[Start of SELECTED TEXT]

Sorry, but I tried your code, and cannot reproduce your problem. Can you wrap your code with a try-catch block to see if any exception thrown by redis-plus-plus? You can output the error message, to see if something bad happens.

Regards

Thanks for your response. If it does not crash for you, that's a good sign for me - maybe some difference in the compiler version.
I have added the exception handling and removed the slot-id stuff. With my g++ version, it still crashes.

#include <iostream>
#include <map>
#include <sw/redis++/redis++.h>

struct Context {
    sw::redis::RedisCluster *prc;
} ctx;

struct SlotPipeline {
    sw::redis::Pipeline  p;
    std::size_t          s;
};

static std::map<std::size_t, SlotPipeline*> slotPipelines;

void process_pair(const std::string& k, const std::string& v, bool do_exec) {
    std::cout << "key= " << k << " val= " << v << std::endl;

    struct SlotPipeline *sp = NULL;
    sp = (SlotPipeline *)malloc(sizeof(*sp));
    std::cout << "sp->p: type=" << typeid(sp->p).name() << std::endl;
    sp->p = ctx.prc->pipeline(k);   // crashes here
    sp->p.set(k, v);

    if (do_exec) {
        // TBD: fill this in
    }
}

int main()
{
    ctx.prc = new sw::redis::RedisCluster("tcp://127.0.0.1:30001");

    std::string keys[] = {
        "violet", "indigo", "blue", "green", "yellow", "orange", "red", ""
    };
    std::string values[] = {
        "flowers", "dyes", "skies", "trees", "bananas", "oranges", "apples", ""
    };

    for (int i = 0; !keys[i].empty(); i++) {
        try {
            process_pair(keys[i], values[i], false);
        }
        catch (const sw::redis::ReplyError &err) {
            std::cout << "process_pair: ReplyError: %s"  << err.what() << std::endl;
        }
        catch (const sw::redis::TimeoutError &err) {
            // reading or writing timeout
            std::cout << "process_pair: TimeoutError: %s" <<  err.what() << std::endl;
        } catch (const sw::redis::ClosedError &err) {
            // the connection has been closed.

[End of SELECTED TEXT]

● **PROBLEMS TO SOLVE**:
- A) In the redis-plus-plus thread, what does the poster suspect might explain why the code doesn't crash for the other person?
- B) Repeat the redis-plus-plus thread word for word from "Thanks for your" to "it still crashes.".
The records that follow come from a separate source.

[Start of DATA EXTRACT]

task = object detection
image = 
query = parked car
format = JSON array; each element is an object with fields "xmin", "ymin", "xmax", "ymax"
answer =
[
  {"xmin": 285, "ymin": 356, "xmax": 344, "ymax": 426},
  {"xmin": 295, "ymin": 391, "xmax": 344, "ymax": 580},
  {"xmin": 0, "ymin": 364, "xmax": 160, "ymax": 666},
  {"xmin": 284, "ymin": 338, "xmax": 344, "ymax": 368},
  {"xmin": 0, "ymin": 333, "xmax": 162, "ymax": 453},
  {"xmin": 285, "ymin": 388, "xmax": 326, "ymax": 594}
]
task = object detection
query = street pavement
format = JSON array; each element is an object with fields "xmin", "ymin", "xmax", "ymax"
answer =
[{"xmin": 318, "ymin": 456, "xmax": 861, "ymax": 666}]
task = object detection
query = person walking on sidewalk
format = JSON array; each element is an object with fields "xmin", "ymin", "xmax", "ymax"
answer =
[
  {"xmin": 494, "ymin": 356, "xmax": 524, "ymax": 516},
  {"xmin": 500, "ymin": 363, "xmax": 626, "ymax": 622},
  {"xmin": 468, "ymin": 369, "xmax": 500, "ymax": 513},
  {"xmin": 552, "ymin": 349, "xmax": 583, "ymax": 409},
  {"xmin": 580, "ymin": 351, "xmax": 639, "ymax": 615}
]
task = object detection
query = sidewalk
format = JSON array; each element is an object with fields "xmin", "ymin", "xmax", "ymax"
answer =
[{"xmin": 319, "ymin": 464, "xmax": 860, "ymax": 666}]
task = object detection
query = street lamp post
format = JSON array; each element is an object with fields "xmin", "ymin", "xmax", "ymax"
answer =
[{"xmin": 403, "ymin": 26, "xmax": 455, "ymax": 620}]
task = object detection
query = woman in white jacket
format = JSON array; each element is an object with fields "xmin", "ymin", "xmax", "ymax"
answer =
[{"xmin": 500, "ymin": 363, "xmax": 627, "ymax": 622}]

[End of DATA EXTRACT]

● **EXERCISE ANSWERS**:
- A) A difference in the compiler version.

- B)
Thanks for your response. If it does not crash for you, that's a good sign for me - maybe some difference in the compiler version.
I have added the exception handling and removed the slot-id stuff. With my g++ version, it still crashes.